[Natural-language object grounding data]
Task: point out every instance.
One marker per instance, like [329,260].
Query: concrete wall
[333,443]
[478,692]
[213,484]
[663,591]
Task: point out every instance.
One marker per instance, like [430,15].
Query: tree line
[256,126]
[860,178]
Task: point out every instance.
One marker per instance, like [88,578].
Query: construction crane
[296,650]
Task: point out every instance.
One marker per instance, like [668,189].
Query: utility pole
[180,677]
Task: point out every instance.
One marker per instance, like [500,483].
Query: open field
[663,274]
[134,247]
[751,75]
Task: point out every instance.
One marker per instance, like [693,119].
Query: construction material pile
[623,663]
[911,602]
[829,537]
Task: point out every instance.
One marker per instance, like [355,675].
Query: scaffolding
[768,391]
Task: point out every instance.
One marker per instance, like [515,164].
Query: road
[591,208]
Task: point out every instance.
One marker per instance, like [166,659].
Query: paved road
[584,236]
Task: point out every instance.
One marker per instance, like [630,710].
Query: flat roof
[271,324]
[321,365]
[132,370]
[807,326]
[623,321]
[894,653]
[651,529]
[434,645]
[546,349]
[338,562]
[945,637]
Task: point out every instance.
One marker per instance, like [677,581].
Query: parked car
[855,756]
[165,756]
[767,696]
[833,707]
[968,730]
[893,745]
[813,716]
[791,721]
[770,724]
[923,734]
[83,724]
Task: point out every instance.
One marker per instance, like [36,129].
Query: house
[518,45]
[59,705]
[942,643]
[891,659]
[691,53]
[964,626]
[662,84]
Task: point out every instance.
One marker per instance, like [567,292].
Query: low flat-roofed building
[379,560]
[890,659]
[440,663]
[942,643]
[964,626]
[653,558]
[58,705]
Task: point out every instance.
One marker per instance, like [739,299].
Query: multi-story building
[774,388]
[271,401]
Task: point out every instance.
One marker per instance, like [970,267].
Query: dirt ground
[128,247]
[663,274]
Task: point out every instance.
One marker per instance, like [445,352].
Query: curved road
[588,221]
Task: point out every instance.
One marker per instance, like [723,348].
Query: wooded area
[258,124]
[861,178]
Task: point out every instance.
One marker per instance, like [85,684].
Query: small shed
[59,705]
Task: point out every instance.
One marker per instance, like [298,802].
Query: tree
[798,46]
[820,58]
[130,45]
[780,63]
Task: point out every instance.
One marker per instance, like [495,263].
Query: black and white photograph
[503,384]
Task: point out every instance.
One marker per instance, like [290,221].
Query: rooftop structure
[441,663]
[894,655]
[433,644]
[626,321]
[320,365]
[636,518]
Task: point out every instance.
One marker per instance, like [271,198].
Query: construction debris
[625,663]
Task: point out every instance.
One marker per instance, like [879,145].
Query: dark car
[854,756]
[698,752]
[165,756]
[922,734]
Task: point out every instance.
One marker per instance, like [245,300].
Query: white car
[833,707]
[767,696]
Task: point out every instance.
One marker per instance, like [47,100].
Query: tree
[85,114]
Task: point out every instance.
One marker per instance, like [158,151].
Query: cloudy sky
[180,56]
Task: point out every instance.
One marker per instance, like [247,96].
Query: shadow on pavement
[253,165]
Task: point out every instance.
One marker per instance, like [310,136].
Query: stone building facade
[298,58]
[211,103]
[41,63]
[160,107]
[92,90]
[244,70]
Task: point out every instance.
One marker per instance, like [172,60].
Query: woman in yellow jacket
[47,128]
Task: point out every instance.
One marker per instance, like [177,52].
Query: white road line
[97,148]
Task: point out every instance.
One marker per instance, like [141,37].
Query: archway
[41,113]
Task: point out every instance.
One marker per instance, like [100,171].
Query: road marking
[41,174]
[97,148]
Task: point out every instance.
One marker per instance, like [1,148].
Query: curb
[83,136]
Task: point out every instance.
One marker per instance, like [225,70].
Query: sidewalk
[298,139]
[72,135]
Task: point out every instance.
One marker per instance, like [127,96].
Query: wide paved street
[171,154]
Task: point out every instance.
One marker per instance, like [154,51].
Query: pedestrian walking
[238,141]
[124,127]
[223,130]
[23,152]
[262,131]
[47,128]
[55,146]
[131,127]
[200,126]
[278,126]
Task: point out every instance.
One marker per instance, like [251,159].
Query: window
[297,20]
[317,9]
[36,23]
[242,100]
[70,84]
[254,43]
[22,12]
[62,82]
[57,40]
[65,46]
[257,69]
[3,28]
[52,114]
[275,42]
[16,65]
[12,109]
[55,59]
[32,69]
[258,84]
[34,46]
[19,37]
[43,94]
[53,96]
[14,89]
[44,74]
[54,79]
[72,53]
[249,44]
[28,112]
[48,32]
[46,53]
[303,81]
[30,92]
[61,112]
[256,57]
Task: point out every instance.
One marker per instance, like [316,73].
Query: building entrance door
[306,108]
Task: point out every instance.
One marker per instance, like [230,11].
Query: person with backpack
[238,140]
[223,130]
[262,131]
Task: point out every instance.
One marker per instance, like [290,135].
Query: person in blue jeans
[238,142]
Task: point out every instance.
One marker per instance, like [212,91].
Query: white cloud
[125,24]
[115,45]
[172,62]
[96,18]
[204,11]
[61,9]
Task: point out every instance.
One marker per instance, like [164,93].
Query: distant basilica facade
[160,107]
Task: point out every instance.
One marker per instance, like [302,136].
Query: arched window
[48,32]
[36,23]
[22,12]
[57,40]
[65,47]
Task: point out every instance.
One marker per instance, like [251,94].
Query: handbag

_BRIEF:_ The required output is the stretch of entries above from the line containing "One marker per instance, like [166,659]." through the line containing "One marker per instance, like [85,684].", reproduced exactly.

_TASK RESPONSE:_
One marker per instance, like [166,659].
Query: paved road
[584,236]
Task: point out every instance.
One marker per instance, like [630,710].
Query: flat roof
[271,324]
[321,365]
[132,370]
[807,326]
[623,321]
[894,653]
[651,529]
[434,645]
[546,349]
[338,562]
[945,637]
Task: point out every instance.
One marker per instance, like [677,581].
Query: parked car
[855,756]
[165,756]
[767,696]
[833,707]
[968,730]
[893,745]
[813,716]
[791,721]
[770,724]
[923,734]
[83,724]
Task: point out every instance.
One marker per instance, like [36,129].
Query: house
[518,45]
[59,705]
[942,643]
[891,659]
[691,53]
[964,626]
[662,84]
Task: point out every instance.
One marker per instance, like [567,292].
Query: low flat-roofed building
[379,560]
[890,659]
[440,663]
[942,643]
[964,626]
[653,558]
[58,705]
Task: point out every instance.
One marker per instance, like [739,299].
Query: multi-story building
[774,388]
[271,401]
Task: point out every instance.
One marker per instance, like [970,267].
Query: dirt ground
[128,247]
[663,274]
Task: point out every instance.
One marker per instance, like [445,352].
Query: curved road
[588,221]
Task: point out every instance.
One marker per instance, like [723,348].
Query: wooded area
[258,124]
[861,178]
Task: point out every instance.
One marker per instance, like [85,684].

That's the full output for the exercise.